Start of Extracted text
Discussion:
[tor-dev] Proposal 281: downloading microdescriptors in bulk
Nick Mathewson
2017-08-11 17:36:00 UTC
Permalink
Filename: 281-bulk-md-download.txt
Title: Downloading microdescriptors in bulk
Author: Nick Mathewson
Created: 11-Aug-2017
Status: Draft

1. Introduction

This proposal describes a ways to download more microdescriptors
at a time, using fewer bytes.

Right now, to download N microdescriptors, the client must send
about 44*N bytes in its HTTP request. Because clients can request
microdescriptors in any combination, the directory caches cannot
pre-compress responses to these requests, and need to use less
space-efficient on-the-fly compression algorithms.

Under this proposal, clients simply say "Send me the
microdescriptors I need", given what I know.

2. Combined microdescriptor downloads

2.1. By diff

If a client has a consensus with base64 sha3-256 digest X, and it
previously had a consensus with base64 sha3-256 digests Y then
it may request all the microdescriptors listed in X but not Y,
by asking for the resource:
/tor/micro/diff/X/Y

Clients SHOULD only ask for this resource compressed.

Caches MUST NOT answer this request unless they recognize the
consensus with digest X, and digest Y.
digest Y. If answering, caches MUST reply with all of the
microdescriptors that the cache holds that were listed by
consensus X, and MUST omit all the microdescriptors that were
omitted listed in consensus Y.

2.2. By consensus:

If a client has fewer than NMNM% of the microdescriptors listed in a
consensus X, it should fetch the resource
/tor/micro/full/X

Clients SHOULD only ask for this resource compressed.

Caches MUST NOT answer this request unless they recognize the
consensus with digest X. They should send all the microdescriptors
they have that are listed in that consensus.

2.3. When to make these requests

Clients should decide to use this format in preference to the
old download-by-digest format if the consensus X lists their
preferred directory cache as using a new DirCache subprotocol
version. (See 5 below.)

3. Performance analysis

This is a back-of-the-envelope analysis using a month's worth of
consensus documents, and a randomly chosen sample of
microdescriptors.


On average, about 0.5% of the microdescriptors change between any
two consensuses. Call it 50. That means 50*43 bytes == 2150
bytes to request the microdescriptors. It means ~24530 bytes of
microdescriptors downloaded, compressed to ~13687 bytes by zstd.

With this proposal, we're down to 86 bytes for the request, and we
can precompute the compressed output, making it save to use lzma2,
getting a compressed result more like 13362.

It appears that this change would save about 15% for incremental
microdescriptor downloads, most of that coming from the reduction
in request size.
End of Extracted text
Start of Given records
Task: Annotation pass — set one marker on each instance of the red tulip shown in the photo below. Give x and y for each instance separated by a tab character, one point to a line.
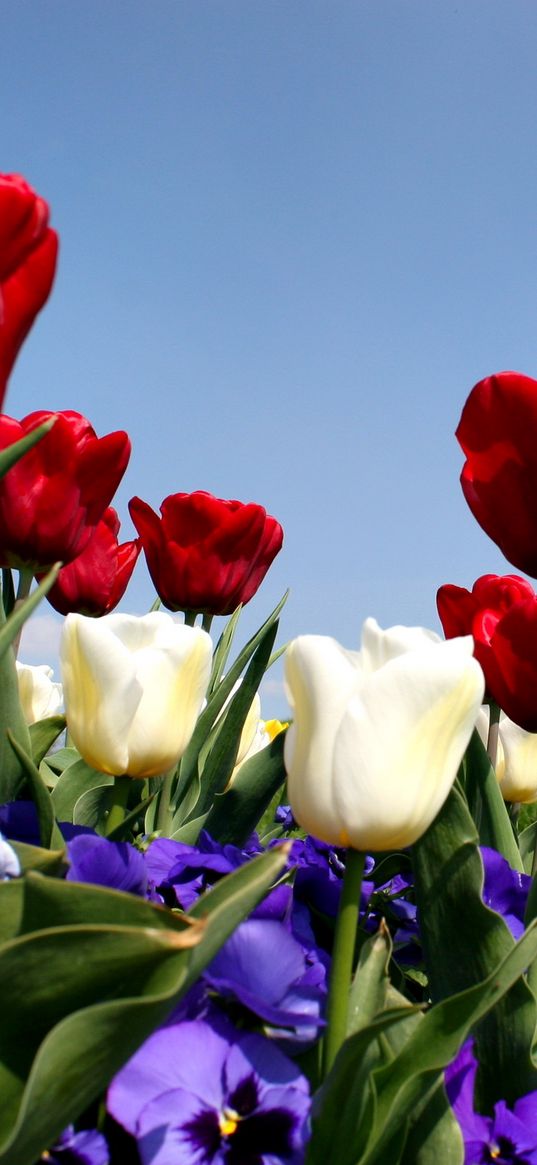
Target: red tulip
28	253
56	494
497	432
97	579
501	614
206	553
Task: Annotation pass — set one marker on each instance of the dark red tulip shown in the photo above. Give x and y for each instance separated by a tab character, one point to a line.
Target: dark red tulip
97	579
501	614
497	432
28	254
205	553
55	496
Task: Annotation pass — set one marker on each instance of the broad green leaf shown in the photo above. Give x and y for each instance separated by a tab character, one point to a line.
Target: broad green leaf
43	734
221	758
414	1074
49	832
76	779
463	940
84	995
189	762
487	805
235	813
22	611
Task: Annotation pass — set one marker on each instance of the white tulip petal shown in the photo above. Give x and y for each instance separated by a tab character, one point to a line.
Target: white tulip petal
379	647
518	775
320	677
401	741
101	691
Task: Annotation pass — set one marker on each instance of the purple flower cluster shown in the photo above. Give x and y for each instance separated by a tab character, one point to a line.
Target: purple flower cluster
217	1082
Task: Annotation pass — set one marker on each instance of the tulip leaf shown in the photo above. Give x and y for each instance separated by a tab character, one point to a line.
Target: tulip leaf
219	764
235	813
43	734
463	940
14	625
487	805
12	770
49	832
8	591
221	650
76	779
83	995
13	453
34	858
189	763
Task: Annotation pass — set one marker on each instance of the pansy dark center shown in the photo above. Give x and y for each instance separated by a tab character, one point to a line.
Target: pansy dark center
503	1152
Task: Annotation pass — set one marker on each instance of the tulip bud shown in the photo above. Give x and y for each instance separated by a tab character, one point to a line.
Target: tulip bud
39	694
377	735
516	758
133	690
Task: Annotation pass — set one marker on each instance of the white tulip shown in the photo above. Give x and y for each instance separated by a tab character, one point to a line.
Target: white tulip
516	758
133	689
39	694
377	735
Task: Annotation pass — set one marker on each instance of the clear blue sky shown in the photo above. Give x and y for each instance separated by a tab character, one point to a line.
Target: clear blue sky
294	234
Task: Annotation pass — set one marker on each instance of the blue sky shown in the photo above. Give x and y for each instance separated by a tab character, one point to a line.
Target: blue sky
294	235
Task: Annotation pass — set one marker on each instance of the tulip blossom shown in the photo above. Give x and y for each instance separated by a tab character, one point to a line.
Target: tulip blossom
133	690
204	553
39	694
497	433
516	760
28	253
97	579
501	614
54	498
377	735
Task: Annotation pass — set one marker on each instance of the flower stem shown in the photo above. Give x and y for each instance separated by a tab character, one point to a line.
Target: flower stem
22	592
493	733
119	798
343	954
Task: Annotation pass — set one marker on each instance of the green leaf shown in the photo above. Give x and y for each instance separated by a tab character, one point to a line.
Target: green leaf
463	940
487	805
43	734
22	611
221	758
76	779
189	763
50	835
86	991
237	812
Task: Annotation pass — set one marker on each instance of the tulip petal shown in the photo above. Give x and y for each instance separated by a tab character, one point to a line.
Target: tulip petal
401	741
101	691
320	677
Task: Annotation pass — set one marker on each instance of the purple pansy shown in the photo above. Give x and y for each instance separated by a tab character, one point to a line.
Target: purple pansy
508	1137
101	862
9	863
192	1095
288	991
85	1148
504	890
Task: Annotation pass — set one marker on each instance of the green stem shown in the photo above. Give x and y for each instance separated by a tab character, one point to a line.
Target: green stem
164	797
343	954
22	592
118	805
493	733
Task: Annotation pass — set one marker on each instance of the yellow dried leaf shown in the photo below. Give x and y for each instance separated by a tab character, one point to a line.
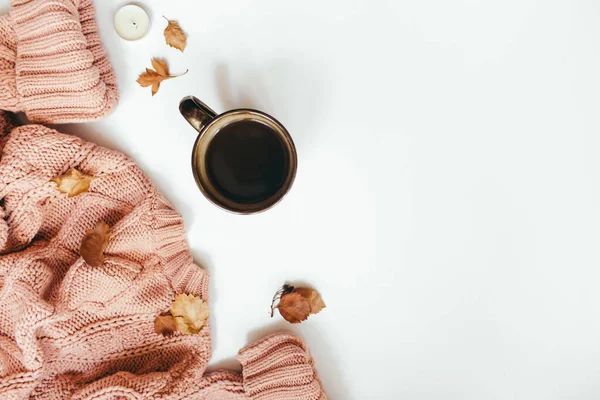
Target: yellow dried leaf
190	313
313	297
73	182
93	244
296	304
174	35
154	78
164	325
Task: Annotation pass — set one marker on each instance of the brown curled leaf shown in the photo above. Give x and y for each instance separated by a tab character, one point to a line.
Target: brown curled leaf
293	307
190	313
165	325
175	36
93	244
154	77
313	297
73	182
296	304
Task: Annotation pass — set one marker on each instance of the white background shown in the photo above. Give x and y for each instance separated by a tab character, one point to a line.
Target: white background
447	199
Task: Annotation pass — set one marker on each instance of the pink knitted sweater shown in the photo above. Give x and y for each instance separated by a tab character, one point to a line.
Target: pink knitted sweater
69	330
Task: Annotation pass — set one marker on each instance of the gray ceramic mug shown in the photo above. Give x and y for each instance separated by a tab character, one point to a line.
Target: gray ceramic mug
208	123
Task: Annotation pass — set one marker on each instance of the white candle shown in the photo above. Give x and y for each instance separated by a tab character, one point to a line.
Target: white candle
132	22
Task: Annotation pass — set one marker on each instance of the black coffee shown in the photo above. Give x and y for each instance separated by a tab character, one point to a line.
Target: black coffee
247	162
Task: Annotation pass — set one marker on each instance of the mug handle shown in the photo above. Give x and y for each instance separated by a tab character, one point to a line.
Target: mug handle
196	112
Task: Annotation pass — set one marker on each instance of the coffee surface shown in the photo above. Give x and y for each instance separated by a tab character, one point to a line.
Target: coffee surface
246	162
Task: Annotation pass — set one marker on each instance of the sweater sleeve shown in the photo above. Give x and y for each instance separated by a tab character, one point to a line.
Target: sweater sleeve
280	367
52	63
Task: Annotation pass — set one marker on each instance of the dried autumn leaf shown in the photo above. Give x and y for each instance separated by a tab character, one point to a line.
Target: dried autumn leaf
296	304
190	313
175	36
164	325
293	307
154	77
73	182
93	244
313	297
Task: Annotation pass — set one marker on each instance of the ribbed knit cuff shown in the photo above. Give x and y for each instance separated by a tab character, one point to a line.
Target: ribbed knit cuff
62	74
279	367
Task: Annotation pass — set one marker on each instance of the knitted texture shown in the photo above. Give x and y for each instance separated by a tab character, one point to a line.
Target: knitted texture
53	66
69	330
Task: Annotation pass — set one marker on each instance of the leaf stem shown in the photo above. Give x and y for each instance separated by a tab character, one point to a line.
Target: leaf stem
284	289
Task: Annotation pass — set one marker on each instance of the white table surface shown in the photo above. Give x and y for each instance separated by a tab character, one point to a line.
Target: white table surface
447	203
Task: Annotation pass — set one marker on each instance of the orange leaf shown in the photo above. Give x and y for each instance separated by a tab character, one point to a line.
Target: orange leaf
174	35
293	307
313	297
93	244
190	313
154	78
164	325
296	304
73	182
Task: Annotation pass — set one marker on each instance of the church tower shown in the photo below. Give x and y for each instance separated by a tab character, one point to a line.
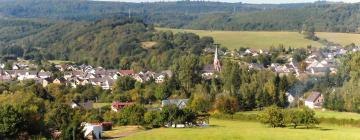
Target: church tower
217	65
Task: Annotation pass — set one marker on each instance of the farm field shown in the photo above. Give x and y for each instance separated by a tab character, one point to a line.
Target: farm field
320	114
243	130
340	38
265	39
255	39
337	115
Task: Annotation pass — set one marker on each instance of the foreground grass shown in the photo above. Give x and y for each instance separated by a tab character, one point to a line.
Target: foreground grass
243	130
340	38
121	131
256	39
337	115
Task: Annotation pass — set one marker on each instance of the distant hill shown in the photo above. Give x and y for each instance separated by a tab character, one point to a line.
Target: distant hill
323	16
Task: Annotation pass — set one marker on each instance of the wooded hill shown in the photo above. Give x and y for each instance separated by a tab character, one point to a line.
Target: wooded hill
111	43
323	16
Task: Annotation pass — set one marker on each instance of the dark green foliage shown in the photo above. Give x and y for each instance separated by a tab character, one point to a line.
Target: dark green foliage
276	117
273	116
171	115
226	104
12	122
153	119
131	115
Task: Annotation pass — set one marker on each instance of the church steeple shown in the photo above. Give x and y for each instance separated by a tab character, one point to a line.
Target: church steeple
217	65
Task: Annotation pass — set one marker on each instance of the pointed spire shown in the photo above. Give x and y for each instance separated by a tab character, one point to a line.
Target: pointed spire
217	65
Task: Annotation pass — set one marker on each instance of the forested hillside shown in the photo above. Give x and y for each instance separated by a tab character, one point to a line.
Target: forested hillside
323	16
111	43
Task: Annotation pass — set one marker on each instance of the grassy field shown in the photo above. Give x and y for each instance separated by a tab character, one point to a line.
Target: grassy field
264	39
256	40
242	130
121	131
337	115
340	38
323	114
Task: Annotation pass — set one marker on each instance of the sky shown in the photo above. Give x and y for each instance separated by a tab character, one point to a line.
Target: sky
246	1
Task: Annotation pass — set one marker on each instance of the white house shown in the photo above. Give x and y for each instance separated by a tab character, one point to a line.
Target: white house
92	131
315	100
180	103
290	97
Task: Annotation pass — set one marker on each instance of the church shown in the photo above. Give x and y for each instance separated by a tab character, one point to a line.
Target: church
209	70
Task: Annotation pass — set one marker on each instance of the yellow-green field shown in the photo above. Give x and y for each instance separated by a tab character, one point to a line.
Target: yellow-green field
256	40
322	114
265	39
242	130
337	115
340	38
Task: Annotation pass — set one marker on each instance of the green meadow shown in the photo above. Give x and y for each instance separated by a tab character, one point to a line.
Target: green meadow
244	130
253	39
265	39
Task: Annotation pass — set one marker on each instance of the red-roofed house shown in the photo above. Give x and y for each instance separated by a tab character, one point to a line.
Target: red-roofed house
117	106
126	72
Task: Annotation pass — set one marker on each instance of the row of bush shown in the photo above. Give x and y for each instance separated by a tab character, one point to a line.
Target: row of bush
137	115
277	117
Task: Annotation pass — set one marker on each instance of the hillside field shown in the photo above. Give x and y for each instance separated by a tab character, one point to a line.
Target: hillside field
265	39
340	38
243	130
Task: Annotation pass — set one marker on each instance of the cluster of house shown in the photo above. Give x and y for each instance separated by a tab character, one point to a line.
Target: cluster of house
80	75
314	101
318	62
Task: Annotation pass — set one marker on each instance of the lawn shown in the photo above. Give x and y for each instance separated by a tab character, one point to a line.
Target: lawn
321	114
337	115
121	131
243	130
340	38
255	39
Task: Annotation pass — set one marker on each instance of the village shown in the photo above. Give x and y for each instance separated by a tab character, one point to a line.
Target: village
318	63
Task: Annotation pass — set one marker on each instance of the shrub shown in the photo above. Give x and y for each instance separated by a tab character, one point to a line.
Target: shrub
308	117
152	119
293	117
131	115
273	116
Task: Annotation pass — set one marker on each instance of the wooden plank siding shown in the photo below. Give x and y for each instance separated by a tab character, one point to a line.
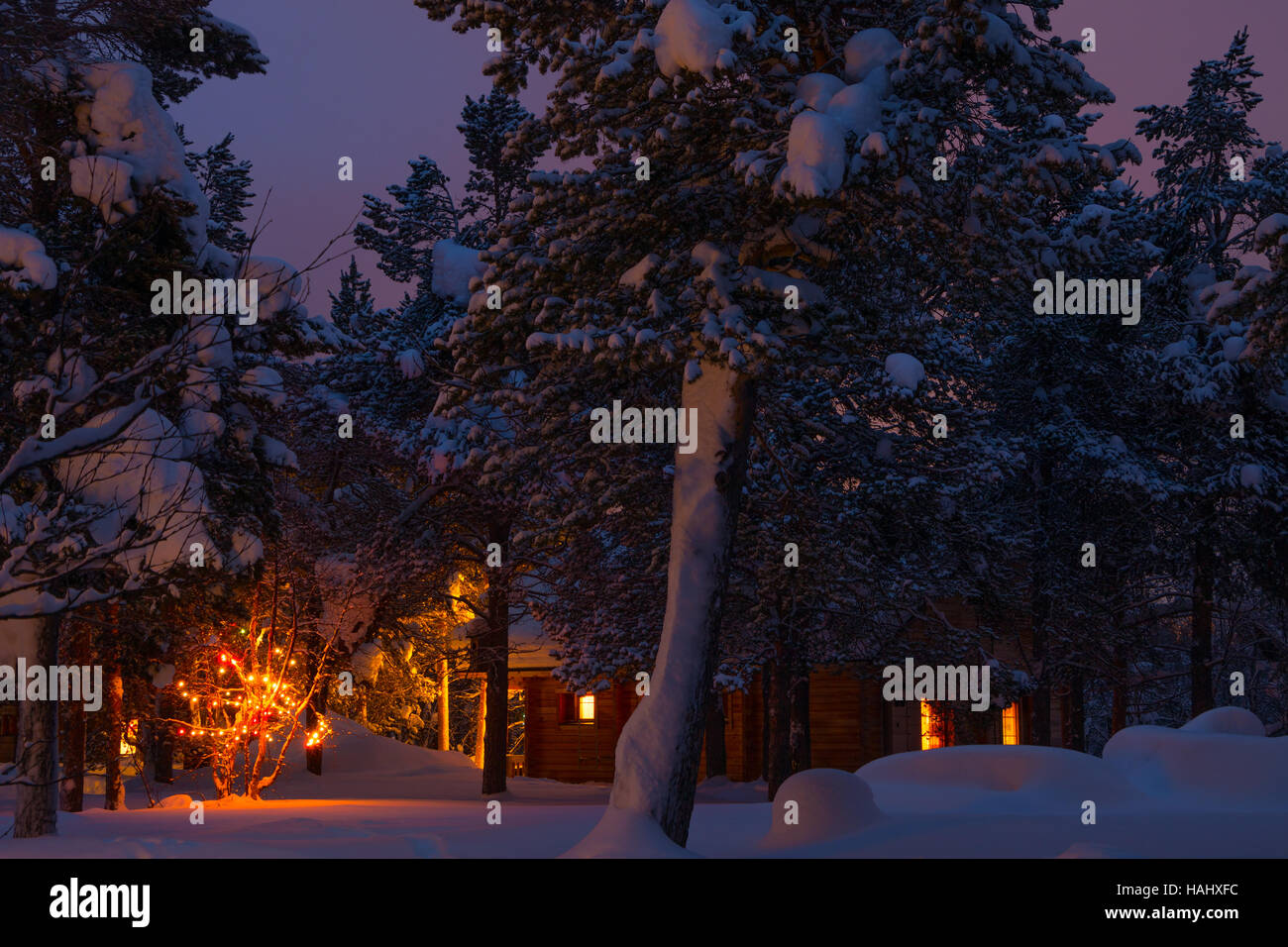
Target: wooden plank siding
850	724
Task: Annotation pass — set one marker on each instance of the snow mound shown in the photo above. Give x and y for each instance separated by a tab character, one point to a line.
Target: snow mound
829	802
818	88
1206	767
905	369
454	268
25	257
695	37
815	157
870	50
996	779
626	834
1235	720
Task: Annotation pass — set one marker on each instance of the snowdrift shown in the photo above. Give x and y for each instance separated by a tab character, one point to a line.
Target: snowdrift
1210	763
996	780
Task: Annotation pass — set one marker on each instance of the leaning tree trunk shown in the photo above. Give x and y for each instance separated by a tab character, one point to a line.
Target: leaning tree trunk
1201	651
72	785
1039	722
71	792
313	714
114	788
37	812
660	746
496	663
162	738
778	761
798	716
1076	715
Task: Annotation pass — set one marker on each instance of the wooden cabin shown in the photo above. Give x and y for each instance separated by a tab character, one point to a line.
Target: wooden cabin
572	737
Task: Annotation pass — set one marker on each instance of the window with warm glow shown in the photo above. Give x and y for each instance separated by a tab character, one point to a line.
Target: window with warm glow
931	727
1012	724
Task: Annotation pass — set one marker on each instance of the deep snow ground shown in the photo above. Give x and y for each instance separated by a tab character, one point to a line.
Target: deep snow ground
1158	792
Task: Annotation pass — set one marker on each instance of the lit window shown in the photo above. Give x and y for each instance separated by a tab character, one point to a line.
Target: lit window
931	727
129	740
1012	724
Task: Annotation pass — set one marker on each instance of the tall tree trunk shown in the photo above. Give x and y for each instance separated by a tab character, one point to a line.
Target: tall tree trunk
1119	710
657	754
71	792
114	785
72	785
799	718
1076	715
37	810
1039	722
778	723
496	660
717	759
445	706
1201	651
767	696
162	740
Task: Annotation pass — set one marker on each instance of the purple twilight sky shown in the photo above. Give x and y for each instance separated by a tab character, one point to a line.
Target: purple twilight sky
380	82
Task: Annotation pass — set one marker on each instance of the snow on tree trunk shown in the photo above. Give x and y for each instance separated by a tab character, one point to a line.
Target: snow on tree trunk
658	750
37	810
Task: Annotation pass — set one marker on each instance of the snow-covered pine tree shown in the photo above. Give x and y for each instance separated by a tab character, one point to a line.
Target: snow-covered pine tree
353	305
724	167
129	428
1218	182
503	147
227	183
403	232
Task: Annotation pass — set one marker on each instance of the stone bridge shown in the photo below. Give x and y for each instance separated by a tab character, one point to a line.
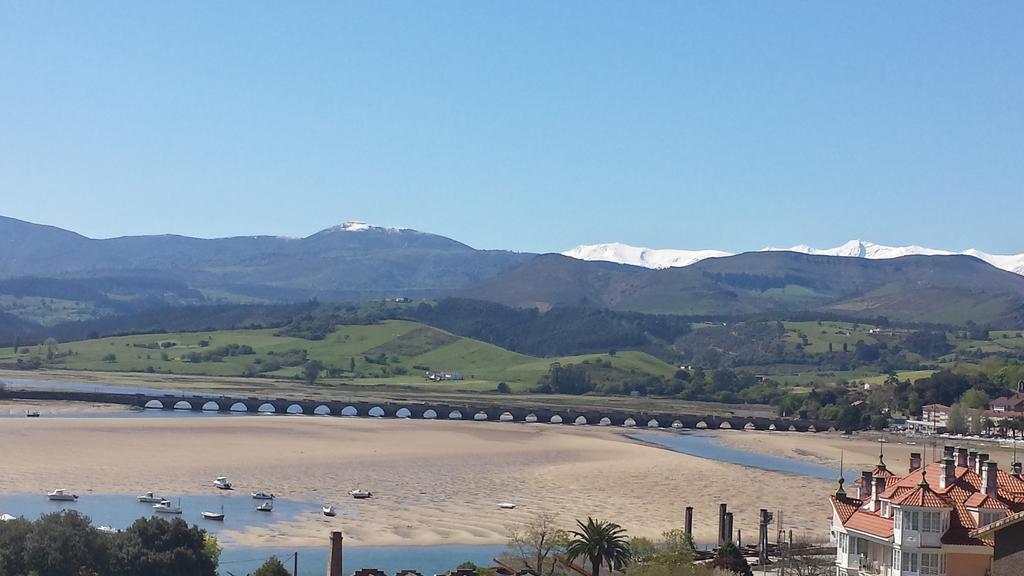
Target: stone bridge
426	410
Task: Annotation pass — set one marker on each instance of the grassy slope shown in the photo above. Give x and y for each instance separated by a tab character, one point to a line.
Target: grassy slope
406	343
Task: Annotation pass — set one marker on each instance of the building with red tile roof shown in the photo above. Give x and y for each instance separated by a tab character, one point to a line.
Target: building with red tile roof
929	522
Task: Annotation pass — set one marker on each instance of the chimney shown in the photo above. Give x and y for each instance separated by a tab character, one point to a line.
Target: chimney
End of Given records
▸ What is being asked: Reproduce the part of the microdescriptor proposal that opens with the words containing "2. Combined microdescriptor" and closes with "and digest Y.". The entries are separate material and have no connection to the microdescriptor proposal.

▸ Result of this exercise:
2. Combined microdescriptor downloads

2.1. By diff

If a client has a consensus with base64 sha3-256 digest X, and it
previously had a consensus with base64 sha3-256 digests Y then
it may request all the microdescriptors listed in X but not Y,
by asking for the resource:
/tor/micro/diff/X/Y

Clients SHOULD only ask for this resource compressed.

Caches MUST NOT answer this request unless they recognize the
consensus with digest X, and digest Y.